▸ **GIVEN EXERCISE**
Reproduce word for word the lines below, starting with the line that contains "green painted plant." and ending with the line that contains "[429,154,440,198]", both of those lines included.

>> BEGIN

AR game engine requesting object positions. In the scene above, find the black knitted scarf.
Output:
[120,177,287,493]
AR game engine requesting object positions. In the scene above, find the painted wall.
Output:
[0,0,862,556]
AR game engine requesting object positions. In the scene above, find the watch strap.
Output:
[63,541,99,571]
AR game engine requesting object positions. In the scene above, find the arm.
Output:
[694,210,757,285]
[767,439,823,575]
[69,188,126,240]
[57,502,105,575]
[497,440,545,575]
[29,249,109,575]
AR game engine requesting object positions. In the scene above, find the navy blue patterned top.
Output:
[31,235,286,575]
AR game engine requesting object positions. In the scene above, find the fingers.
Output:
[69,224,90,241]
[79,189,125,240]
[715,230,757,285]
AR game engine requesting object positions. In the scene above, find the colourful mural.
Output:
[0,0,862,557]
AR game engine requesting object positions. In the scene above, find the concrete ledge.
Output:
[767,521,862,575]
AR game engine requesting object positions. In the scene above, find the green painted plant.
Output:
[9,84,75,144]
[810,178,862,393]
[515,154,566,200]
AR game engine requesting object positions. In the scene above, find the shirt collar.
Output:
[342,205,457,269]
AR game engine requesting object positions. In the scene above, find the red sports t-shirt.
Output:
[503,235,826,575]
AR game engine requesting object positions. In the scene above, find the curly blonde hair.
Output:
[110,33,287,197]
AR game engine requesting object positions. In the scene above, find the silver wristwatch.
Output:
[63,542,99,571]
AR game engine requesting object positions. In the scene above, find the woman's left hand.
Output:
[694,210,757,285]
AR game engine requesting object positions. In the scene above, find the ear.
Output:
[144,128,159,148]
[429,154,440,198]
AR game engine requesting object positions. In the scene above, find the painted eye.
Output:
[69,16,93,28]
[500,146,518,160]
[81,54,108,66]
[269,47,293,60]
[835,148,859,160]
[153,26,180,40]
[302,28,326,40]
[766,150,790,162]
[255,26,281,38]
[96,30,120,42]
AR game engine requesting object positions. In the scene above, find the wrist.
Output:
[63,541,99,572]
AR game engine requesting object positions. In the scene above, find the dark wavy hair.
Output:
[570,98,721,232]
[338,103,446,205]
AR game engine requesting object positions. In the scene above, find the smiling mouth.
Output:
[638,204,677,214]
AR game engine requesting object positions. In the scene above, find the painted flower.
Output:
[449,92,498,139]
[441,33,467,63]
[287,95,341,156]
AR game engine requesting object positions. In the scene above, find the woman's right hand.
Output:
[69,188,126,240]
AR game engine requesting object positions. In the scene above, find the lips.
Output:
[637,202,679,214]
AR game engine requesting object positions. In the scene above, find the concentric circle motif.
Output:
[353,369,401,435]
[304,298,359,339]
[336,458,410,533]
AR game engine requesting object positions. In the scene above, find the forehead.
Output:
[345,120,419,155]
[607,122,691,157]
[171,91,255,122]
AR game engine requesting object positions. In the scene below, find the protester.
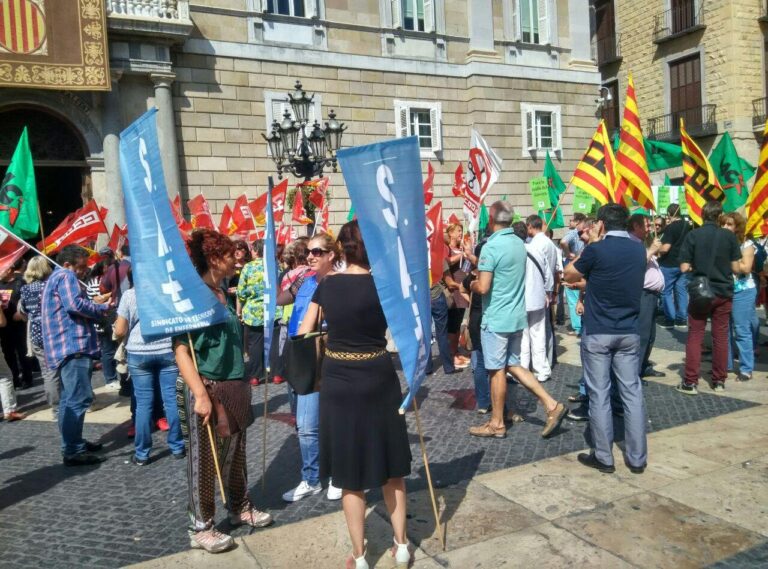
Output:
[445,223,469,369]
[720,212,758,381]
[18,255,56,414]
[513,221,553,383]
[40,245,112,466]
[299,221,412,569]
[115,273,187,466]
[680,200,742,395]
[237,240,282,386]
[628,213,664,377]
[278,233,341,502]
[469,201,566,438]
[659,204,690,328]
[0,259,32,390]
[560,213,587,336]
[565,204,648,474]
[173,229,272,553]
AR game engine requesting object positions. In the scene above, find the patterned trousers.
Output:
[176,377,250,531]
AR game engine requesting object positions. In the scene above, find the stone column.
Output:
[568,0,595,69]
[149,73,181,199]
[100,70,125,232]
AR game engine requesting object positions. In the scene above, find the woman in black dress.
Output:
[299,221,411,569]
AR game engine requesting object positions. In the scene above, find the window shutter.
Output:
[389,0,403,30]
[429,107,443,152]
[536,0,549,45]
[424,0,435,33]
[523,110,536,152]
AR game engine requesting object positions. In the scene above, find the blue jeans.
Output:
[470,350,491,409]
[99,329,117,384]
[128,352,184,460]
[56,356,93,457]
[565,288,581,335]
[296,392,320,486]
[427,294,456,373]
[728,288,758,375]
[660,267,690,324]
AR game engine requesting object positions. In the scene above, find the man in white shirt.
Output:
[512,221,554,383]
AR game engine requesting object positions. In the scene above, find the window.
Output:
[517,0,550,45]
[267,0,304,18]
[520,103,563,156]
[387,0,435,32]
[395,101,443,158]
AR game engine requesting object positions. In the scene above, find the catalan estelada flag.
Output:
[680,119,725,225]
[616,73,656,210]
[746,121,768,237]
[571,121,616,205]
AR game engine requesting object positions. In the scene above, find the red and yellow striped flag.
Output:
[680,118,725,225]
[571,121,616,205]
[746,121,768,237]
[615,73,656,210]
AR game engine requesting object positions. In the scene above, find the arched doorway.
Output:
[0,106,91,240]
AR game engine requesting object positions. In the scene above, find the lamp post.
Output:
[261,81,347,181]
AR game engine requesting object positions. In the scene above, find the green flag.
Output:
[0,127,40,239]
[477,202,488,235]
[709,132,755,212]
[539,151,565,229]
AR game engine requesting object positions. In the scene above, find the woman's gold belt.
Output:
[325,348,387,362]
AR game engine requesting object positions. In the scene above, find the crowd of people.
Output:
[0,197,766,569]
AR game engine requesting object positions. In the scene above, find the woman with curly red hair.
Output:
[174,229,272,553]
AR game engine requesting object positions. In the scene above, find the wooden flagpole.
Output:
[413,394,445,551]
[187,332,227,506]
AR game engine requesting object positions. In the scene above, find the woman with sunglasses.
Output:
[278,233,341,502]
[299,221,411,569]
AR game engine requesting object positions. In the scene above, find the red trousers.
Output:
[685,296,733,385]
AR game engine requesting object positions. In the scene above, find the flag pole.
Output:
[187,332,227,506]
[413,393,445,551]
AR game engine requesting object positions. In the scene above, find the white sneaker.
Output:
[325,479,341,500]
[283,480,323,502]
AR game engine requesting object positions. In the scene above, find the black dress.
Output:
[312,274,411,490]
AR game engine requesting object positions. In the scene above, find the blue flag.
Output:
[338,140,431,409]
[120,109,229,341]
[263,176,279,372]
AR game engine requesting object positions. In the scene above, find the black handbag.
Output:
[688,229,720,313]
[285,311,326,395]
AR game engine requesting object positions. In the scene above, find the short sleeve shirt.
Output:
[478,229,528,334]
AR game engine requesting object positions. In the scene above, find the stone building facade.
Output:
[591,0,768,183]
[0,0,600,231]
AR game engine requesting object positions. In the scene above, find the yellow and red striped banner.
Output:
[615,73,656,210]
[571,121,615,205]
[0,0,45,54]
[746,121,768,237]
[680,119,725,225]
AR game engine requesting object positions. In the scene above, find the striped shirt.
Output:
[41,269,109,369]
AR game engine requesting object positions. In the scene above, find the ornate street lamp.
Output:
[261,81,347,181]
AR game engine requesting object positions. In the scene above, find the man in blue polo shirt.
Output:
[565,204,648,474]
[469,201,566,438]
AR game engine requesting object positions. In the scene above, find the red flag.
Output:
[424,162,435,205]
[427,202,446,283]
[308,176,331,209]
[451,163,467,198]
[248,192,267,225]
[232,194,256,233]
[0,231,28,274]
[272,178,288,223]
[37,200,108,255]
[187,194,216,229]
[291,188,312,225]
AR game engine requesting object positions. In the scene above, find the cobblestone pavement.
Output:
[0,322,768,569]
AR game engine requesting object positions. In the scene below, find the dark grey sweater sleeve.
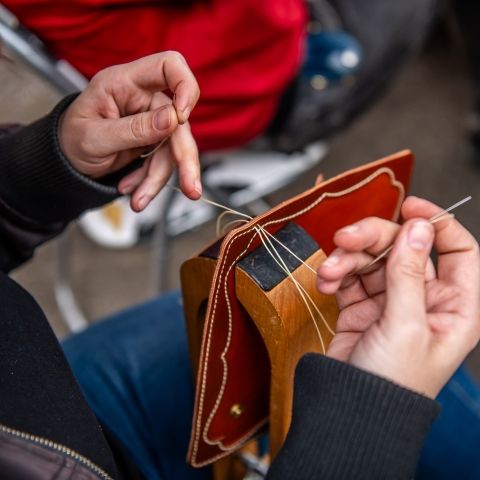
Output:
[267,354,440,480]
[0,95,118,271]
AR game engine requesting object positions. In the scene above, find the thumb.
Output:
[385,219,434,323]
[96,105,178,156]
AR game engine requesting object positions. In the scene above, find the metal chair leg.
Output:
[54,231,88,333]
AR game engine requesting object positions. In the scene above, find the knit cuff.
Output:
[269,354,440,480]
[0,94,118,224]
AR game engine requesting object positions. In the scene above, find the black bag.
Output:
[267,0,441,152]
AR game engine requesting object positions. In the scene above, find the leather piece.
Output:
[188,151,413,466]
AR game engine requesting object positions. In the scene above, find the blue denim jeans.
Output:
[63,293,211,480]
[63,293,480,480]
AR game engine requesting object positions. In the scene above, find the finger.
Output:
[87,105,178,157]
[360,257,436,297]
[170,123,202,200]
[385,219,434,323]
[315,173,325,185]
[402,197,480,295]
[336,295,385,333]
[317,248,382,282]
[131,142,174,212]
[124,51,200,124]
[333,217,400,256]
[335,277,369,309]
[117,158,151,195]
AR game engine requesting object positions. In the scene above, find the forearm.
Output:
[0,97,117,271]
[268,355,439,480]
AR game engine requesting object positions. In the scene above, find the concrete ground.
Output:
[0,27,480,370]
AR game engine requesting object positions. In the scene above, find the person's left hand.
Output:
[59,52,202,211]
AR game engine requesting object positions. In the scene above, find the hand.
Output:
[317,197,480,397]
[59,52,202,210]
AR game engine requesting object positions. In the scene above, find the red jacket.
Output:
[2,0,306,150]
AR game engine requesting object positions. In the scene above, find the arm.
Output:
[269,197,480,479]
[267,354,440,480]
[0,52,201,271]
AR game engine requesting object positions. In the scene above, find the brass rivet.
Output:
[230,403,243,418]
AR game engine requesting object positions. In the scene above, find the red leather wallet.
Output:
[183,151,413,466]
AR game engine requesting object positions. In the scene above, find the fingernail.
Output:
[180,107,191,124]
[322,254,340,268]
[194,178,203,195]
[137,195,150,210]
[153,105,172,130]
[337,225,360,234]
[119,183,135,195]
[407,221,432,250]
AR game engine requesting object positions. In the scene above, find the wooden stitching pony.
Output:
[181,151,413,476]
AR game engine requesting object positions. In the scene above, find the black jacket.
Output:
[0,97,439,480]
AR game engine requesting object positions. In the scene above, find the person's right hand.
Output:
[317,197,480,397]
[58,52,202,211]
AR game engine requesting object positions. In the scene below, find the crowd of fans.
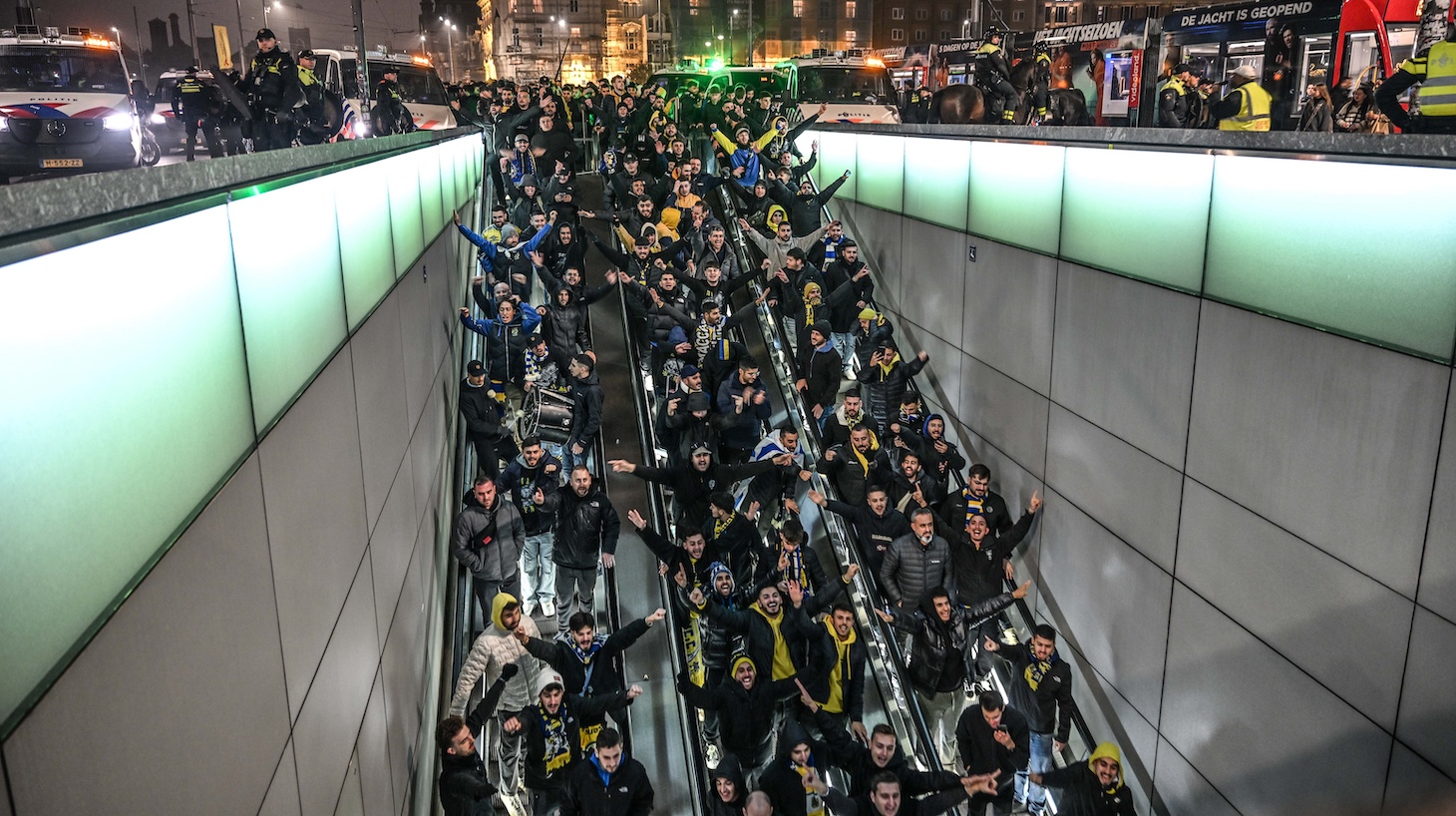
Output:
[437,70,1131,816]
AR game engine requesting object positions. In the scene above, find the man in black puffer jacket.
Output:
[875,582,1031,765]
[533,465,621,632]
[450,477,526,634]
[436,663,522,816]
[607,445,794,531]
[677,654,800,775]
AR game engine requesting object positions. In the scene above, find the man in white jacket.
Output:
[450,592,542,794]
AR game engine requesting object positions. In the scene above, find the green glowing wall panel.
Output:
[965,142,1067,255]
[330,165,395,331]
[1204,156,1456,361]
[0,206,253,720]
[850,134,906,212]
[905,137,971,230]
[814,130,859,202]
[227,177,346,431]
[1061,148,1213,291]
[419,148,449,236]
[379,153,425,277]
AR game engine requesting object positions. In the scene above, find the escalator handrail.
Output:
[718,183,939,769]
[804,166,1098,750]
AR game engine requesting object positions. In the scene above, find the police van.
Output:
[775,48,900,126]
[313,48,456,139]
[0,26,142,181]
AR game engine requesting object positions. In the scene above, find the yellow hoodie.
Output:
[1088,742,1123,794]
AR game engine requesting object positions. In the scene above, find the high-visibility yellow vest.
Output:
[1219,82,1274,131]
[1401,41,1456,117]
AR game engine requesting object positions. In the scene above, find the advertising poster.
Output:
[1035,19,1147,127]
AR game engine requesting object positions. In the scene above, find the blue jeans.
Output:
[522,531,556,607]
[1016,731,1051,816]
[830,332,855,371]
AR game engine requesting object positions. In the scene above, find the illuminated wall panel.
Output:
[1059,148,1213,291]
[1204,156,1456,361]
[0,205,253,720]
[332,165,395,331]
[965,142,1067,255]
[850,134,906,212]
[416,146,447,234]
[897,137,971,230]
[379,153,425,277]
[227,177,348,431]
[814,130,859,202]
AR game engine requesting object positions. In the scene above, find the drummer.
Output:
[520,332,570,459]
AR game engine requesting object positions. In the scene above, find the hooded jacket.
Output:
[890,592,1016,696]
[759,717,829,816]
[1041,742,1137,816]
[936,513,1037,604]
[708,753,748,816]
[814,437,894,504]
[699,589,813,682]
[856,351,926,428]
[566,369,602,452]
[526,617,649,696]
[440,677,506,816]
[450,493,526,582]
[559,753,654,816]
[677,654,798,763]
[798,332,845,412]
[542,482,621,570]
[514,671,632,790]
[632,461,778,531]
[804,614,870,723]
[997,642,1072,742]
[824,499,909,577]
[450,592,542,715]
[878,534,952,611]
[495,452,563,535]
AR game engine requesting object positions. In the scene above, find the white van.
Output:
[775,50,900,126]
[313,48,456,139]
[0,26,142,180]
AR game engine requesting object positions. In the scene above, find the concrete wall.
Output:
[824,198,1456,816]
[0,230,471,816]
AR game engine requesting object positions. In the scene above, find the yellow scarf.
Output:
[880,351,900,380]
[753,602,797,680]
[820,617,859,714]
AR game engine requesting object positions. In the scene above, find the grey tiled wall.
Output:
[0,223,469,816]
[835,203,1456,816]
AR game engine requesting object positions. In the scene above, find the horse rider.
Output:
[1029,42,1051,126]
[975,26,1016,124]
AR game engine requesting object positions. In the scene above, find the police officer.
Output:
[243,28,298,152]
[292,48,333,145]
[1209,66,1273,131]
[172,66,222,162]
[1374,26,1456,133]
[975,28,1016,124]
[371,66,415,136]
[1158,63,1199,129]
[1029,42,1051,126]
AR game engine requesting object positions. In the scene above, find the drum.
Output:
[520,388,575,445]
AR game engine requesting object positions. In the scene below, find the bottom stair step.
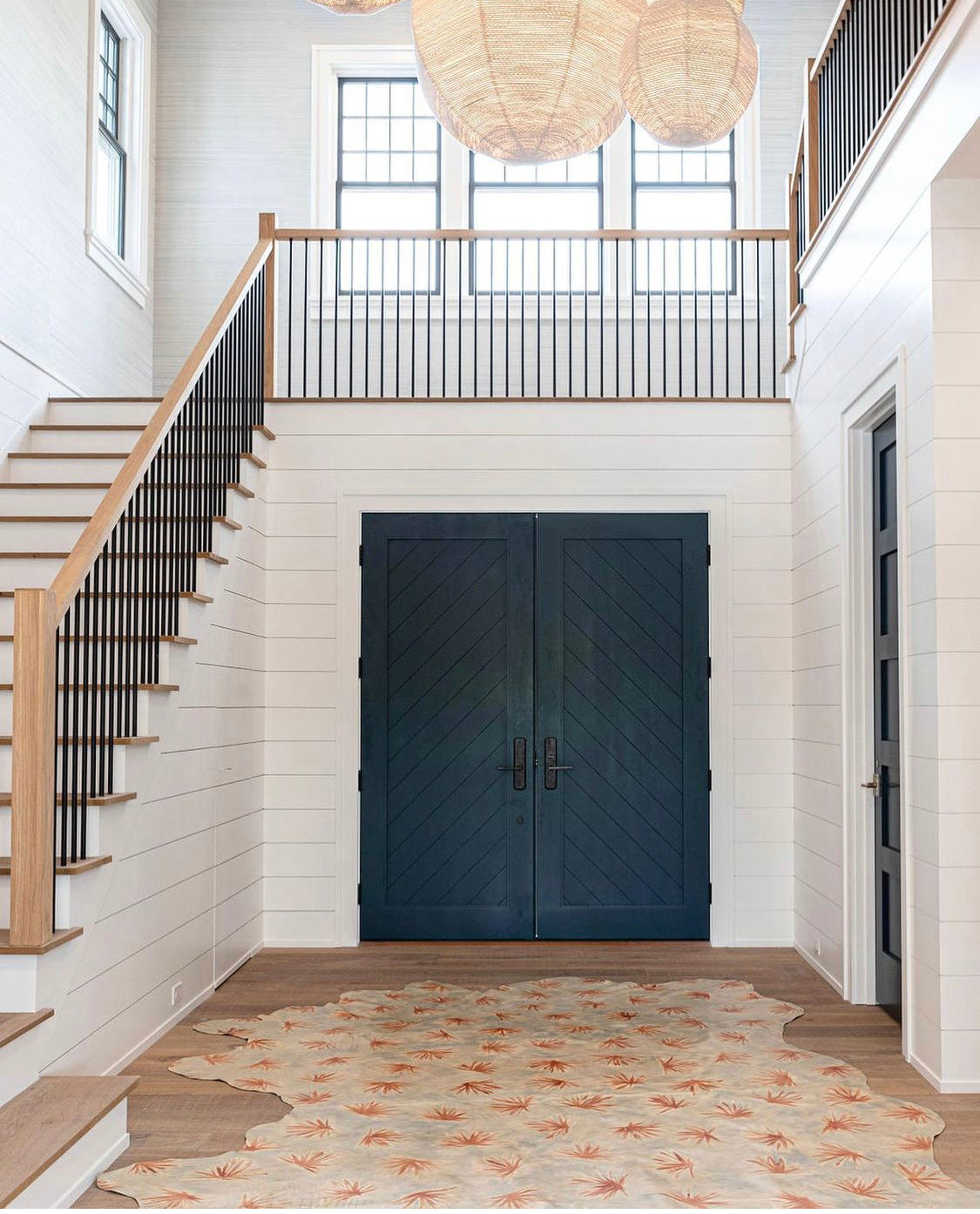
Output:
[0,1075,139,1205]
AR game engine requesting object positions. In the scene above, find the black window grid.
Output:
[629,119,739,295]
[98,12,126,258]
[335,75,442,295]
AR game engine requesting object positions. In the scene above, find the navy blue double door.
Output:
[361,515,709,940]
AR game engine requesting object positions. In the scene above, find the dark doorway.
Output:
[872,414,902,1020]
[361,515,709,940]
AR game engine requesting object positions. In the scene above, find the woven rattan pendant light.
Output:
[412,0,645,164]
[304,0,398,13]
[619,0,759,147]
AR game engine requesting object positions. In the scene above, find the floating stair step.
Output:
[0,927,82,956]
[0,590,213,604]
[0,734,160,746]
[0,1008,55,1050]
[0,856,112,873]
[0,1075,139,1205]
[29,422,145,435]
[0,792,136,808]
[0,632,198,644]
[7,452,129,460]
[0,684,179,691]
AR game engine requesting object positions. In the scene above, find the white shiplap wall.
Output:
[921,161,980,1090]
[791,5,980,1085]
[265,403,793,945]
[154,0,837,391]
[0,0,158,450]
[45,478,266,1073]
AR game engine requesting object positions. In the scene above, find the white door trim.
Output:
[841,346,913,1055]
[336,477,734,947]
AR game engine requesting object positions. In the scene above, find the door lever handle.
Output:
[544,739,574,792]
[497,739,527,792]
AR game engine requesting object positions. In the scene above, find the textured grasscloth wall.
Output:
[155,0,837,388]
[0,0,158,450]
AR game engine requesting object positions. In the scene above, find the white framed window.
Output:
[85,0,152,306]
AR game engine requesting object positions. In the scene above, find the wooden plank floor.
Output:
[75,943,980,1208]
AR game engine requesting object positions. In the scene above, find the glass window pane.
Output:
[92,132,125,258]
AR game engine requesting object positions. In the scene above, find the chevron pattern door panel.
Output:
[537,515,709,940]
[361,515,534,940]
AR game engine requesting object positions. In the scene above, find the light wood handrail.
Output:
[51,235,274,621]
[275,228,789,241]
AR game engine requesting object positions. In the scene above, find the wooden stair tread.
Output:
[0,1008,55,1050]
[7,452,129,459]
[0,792,136,807]
[0,927,81,956]
[29,422,145,434]
[0,1075,139,1205]
[0,856,112,873]
[0,632,198,644]
[0,590,213,604]
[0,481,112,492]
[0,733,160,746]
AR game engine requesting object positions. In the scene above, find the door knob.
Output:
[497,739,527,792]
[544,739,572,792]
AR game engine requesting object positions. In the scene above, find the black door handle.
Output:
[497,739,527,792]
[544,739,572,792]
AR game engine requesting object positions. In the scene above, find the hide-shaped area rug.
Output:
[98,979,980,1209]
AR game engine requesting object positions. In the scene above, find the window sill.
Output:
[85,232,149,308]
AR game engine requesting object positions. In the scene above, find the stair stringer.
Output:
[0,449,267,1092]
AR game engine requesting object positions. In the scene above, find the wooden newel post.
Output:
[801,59,820,247]
[259,212,280,401]
[10,590,57,948]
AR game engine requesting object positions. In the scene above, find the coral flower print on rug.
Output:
[98,979,980,1209]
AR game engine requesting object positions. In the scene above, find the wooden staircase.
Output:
[0,216,274,1207]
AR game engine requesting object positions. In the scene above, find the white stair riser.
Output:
[44,401,159,426]
[23,435,139,452]
[0,485,114,515]
[10,1100,129,1211]
[5,458,125,484]
[0,869,74,927]
[0,1024,41,1105]
[0,519,85,552]
[0,556,64,590]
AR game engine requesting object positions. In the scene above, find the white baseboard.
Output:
[909,1054,980,1096]
[793,945,844,999]
[10,1100,129,1211]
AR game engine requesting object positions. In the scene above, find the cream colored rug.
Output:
[98,979,980,1209]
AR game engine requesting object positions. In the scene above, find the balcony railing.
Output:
[787,0,956,306]
[275,229,789,401]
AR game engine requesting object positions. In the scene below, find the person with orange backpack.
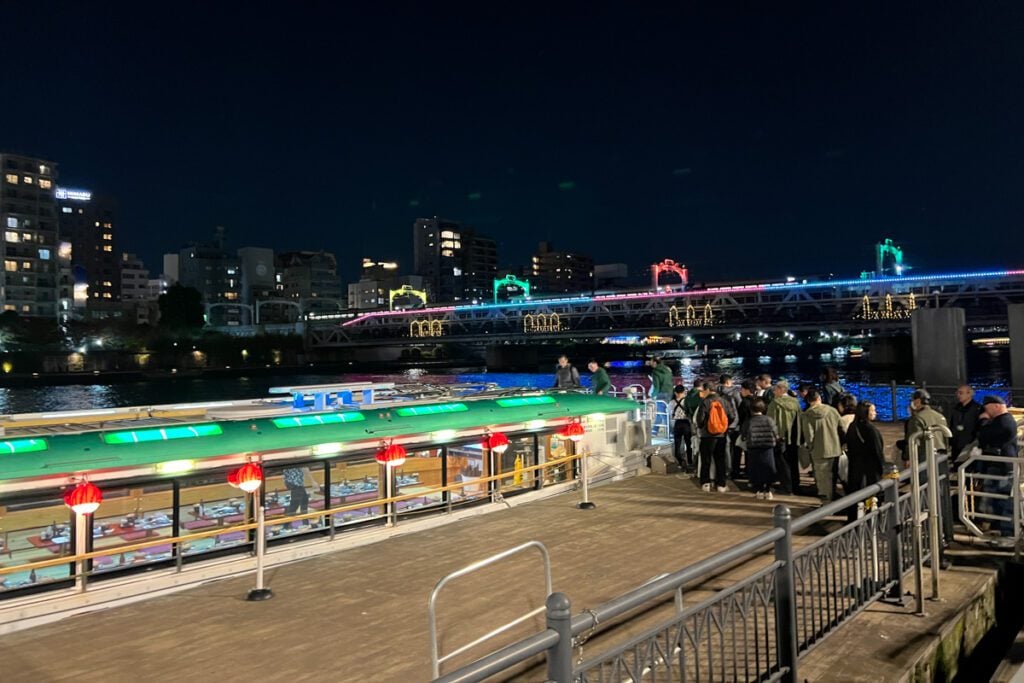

>> END

▸ **FINISHED ANSWER**
AR game engine requesting object positions. In the scene above, find the green painted plant.
Output:
[9,84,75,144]
[810,178,862,393]
[515,154,566,200]
AR game engine requesting object positions. In the scene above, find the shirt collar.
Output:
[342,205,457,269]
AR game engine requesting object positions. In the scene above, find the red sports t-shirt.
Output:
[503,235,826,575]
AR game engine requesting object positions. In the scene above, find the curly blonde hair.
Output:
[110,33,287,197]
AR game engine requesting object positions. In the scene above, find the silver wristwatch.
Output:
[63,542,99,571]
AR game engine requesting object positions. In the scene above, find the woman's left hand.
Output:
[694,210,757,285]
AR game engine requesting object positions. In the scene above, find the ear.
Output:
[144,128,159,148]
[429,154,440,198]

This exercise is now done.